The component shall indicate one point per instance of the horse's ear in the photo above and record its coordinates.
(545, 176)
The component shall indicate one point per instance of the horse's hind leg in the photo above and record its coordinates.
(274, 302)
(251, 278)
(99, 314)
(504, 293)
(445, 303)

### Brief:
Please extract each line of the entries above and reproduce it word for word.

### Finished task:
The component shall indicate one point per instance of the horse's ear in the photo above and record its coordinates.
(545, 176)
The component shall indicate one point per instance of the horse's hind leg in the photo above and record its coordinates.
(274, 302)
(251, 278)
(99, 314)
(504, 293)
(445, 303)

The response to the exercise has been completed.